• _Work instruction_
When you copy the records that follow, please keep every word exactly as it is and leave out the pictures.

(Records supplied Opens)

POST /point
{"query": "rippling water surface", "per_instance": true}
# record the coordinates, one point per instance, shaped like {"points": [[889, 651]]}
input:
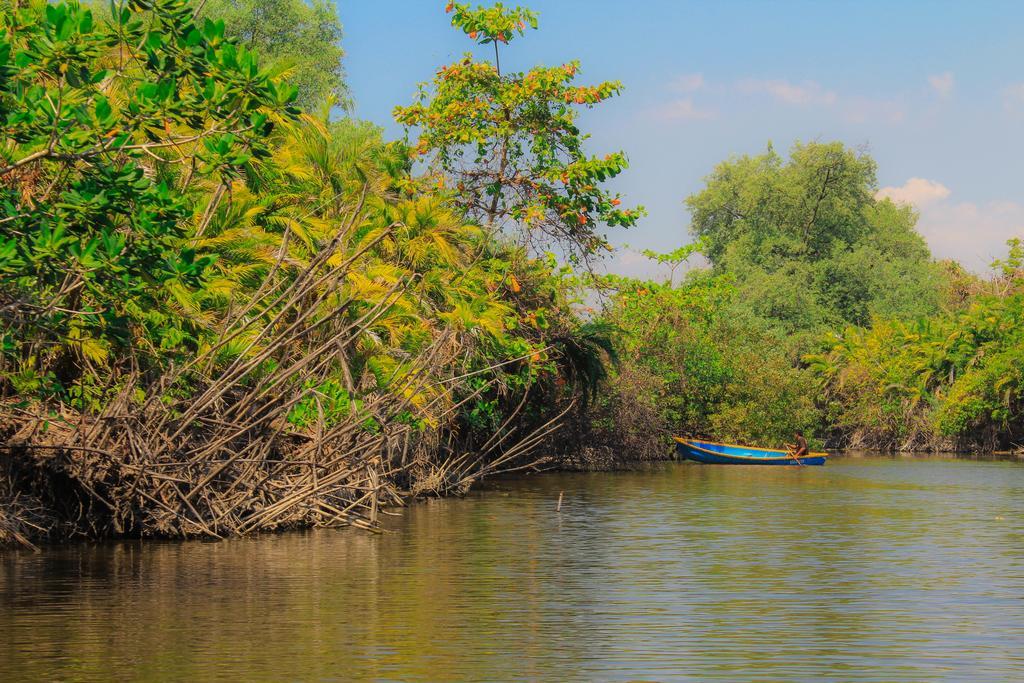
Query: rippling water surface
{"points": [[867, 569]]}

(Records supplied Closes)

• _Expected answer_
POST /point
{"query": "rippling water surface", "per_instance": true}
# record the coordinates, one point per instance, shaped like {"points": [[889, 651]]}
input:
Query: rippling water surface
{"points": [[867, 569]]}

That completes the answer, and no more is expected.